** EXERCISE INPUT follows **
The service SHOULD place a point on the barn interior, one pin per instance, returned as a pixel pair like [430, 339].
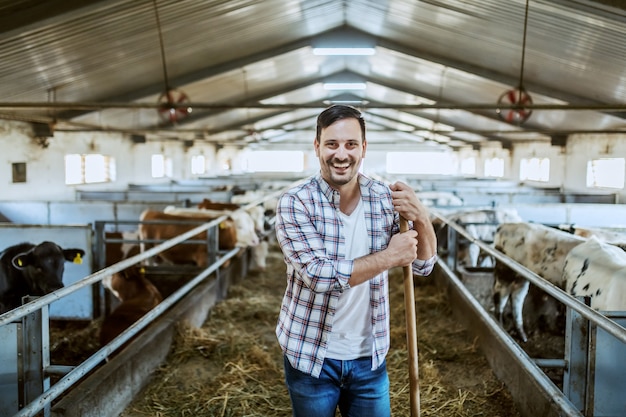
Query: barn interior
[127, 78]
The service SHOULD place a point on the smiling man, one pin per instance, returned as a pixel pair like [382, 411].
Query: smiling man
[339, 232]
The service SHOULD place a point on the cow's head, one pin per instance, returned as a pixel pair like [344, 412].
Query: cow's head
[43, 266]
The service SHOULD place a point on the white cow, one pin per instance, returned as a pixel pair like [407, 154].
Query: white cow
[598, 270]
[480, 224]
[539, 248]
[249, 225]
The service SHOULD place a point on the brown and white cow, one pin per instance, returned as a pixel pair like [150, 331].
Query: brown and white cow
[193, 253]
[539, 248]
[597, 270]
[137, 296]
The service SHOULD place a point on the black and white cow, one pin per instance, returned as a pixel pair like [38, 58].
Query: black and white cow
[539, 248]
[481, 224]
[29, 269]
[597, 270]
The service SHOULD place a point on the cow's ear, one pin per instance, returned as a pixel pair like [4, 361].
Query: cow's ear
[74, 255]
[20, 261]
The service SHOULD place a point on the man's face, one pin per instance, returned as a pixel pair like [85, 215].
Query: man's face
[341, 150]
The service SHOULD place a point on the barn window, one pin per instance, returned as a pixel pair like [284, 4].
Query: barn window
[606, 172]
[89, 169]
[162, 166]
[494, 167]
[198, 164]
[275, 161]
[468, 166]
[19, 172]
[442, 163]
[535, 169]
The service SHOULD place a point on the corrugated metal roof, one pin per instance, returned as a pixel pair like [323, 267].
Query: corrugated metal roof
[247, 67]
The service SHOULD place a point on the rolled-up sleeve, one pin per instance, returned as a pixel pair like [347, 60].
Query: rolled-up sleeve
[304, 247]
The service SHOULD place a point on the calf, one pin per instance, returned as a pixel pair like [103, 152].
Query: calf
[539, 248]
[29, 269]
[137, 296]
[597, 270]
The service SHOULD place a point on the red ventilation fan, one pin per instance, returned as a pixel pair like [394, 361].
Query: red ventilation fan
[173, 106]
[518, 99]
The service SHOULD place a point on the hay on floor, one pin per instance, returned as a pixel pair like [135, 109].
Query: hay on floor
[232, 366]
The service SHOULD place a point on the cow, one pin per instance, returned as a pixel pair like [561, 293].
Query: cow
[251, 234]
[118, 251]
[539, 248]
[195, 253]
[597, 270]
[32, 269]
[615, 237]
[481, 224]
[137, 296]
[439, 198]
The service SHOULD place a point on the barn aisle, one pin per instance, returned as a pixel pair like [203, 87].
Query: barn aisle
** End of EXERCISE INPUT **
Could you transcribe the entries above word for word, from the line with "The service SHOULD place a point on the white" down to the line with "The service SHOULD place a point on the cow, one", keeping both?

The service SHOULD place a point on the white cow, one pin per instance, returned as a pixel pair like [407, 154].
Query: white cow
[598, 270]
[480, 224]
[539, 248]
[249, 225]
The service SHOULD place a point on the brown and white cow, one pin per instance, returned as a pixel pair like [150, 331].
Query: brown and white cow
[193, 253]
[539, 248]
[597, 270]
[137, 296]
The service SHOULD place a point on the black and white cow, one pin per instance, returned as a pixel pair like [38, 58].
Query: black and white cow
[539, 248]
[481, 224]
[29, 269]
[597, 270]
The service SHOULD place a point on the cow's ear, one pin per instance, returned as a pixel pair like [4, 361].
Query: cow's ear
[74, 255]
[20, 261]
The service SHOULD place a point on the man's face, one pin per instance, returned as a pixel pair like [85, 215].
Query: man's face
[341, 150]
The service SHOULD place a point on the barn window, one pin per instance, returned as a pixel pair like [284, 4].
Query: barn window
[606, 172]
[89, 169]
[162, 166]
[494, 167]
[198, 164]
[275, 161]
[468, 166]
[19, 172]
[442, 163]
[535, 169]
The service SHOULD place a point on the corrugated metal roof, one pin per instance, returned as a pixel pair like [323, 267].
Query: corrugated metal roof
[247, 67]
The service SHOULD place a point on the rolled-up sleeve, one pin per instance, returned as a pixel pair like [347, 60].
Query: rolled-up sleeve
[304, 247]
The service SHOULD place a point on the calf, one pin per instance, returned as a pixel pair like [103, 152].
Query: calf
[539, 248]
[29, 269]
[137, 296]
[597, 270]
The service SHOULD place a point on the red ventilation fan, one pin per instance, returned as a pixel pair like [394, 361].
Query: red ventilation fan
[173, 106]
[518, 99]
The service SHOULD place a point on the hay on floor, one pin per instance, returned as a pixel pair like [135, 109].
Query: hay on floor
[232, 366]
The service SHOULD place a point on the cow, one pin per instance, returned as a pixel pair like [561, 293].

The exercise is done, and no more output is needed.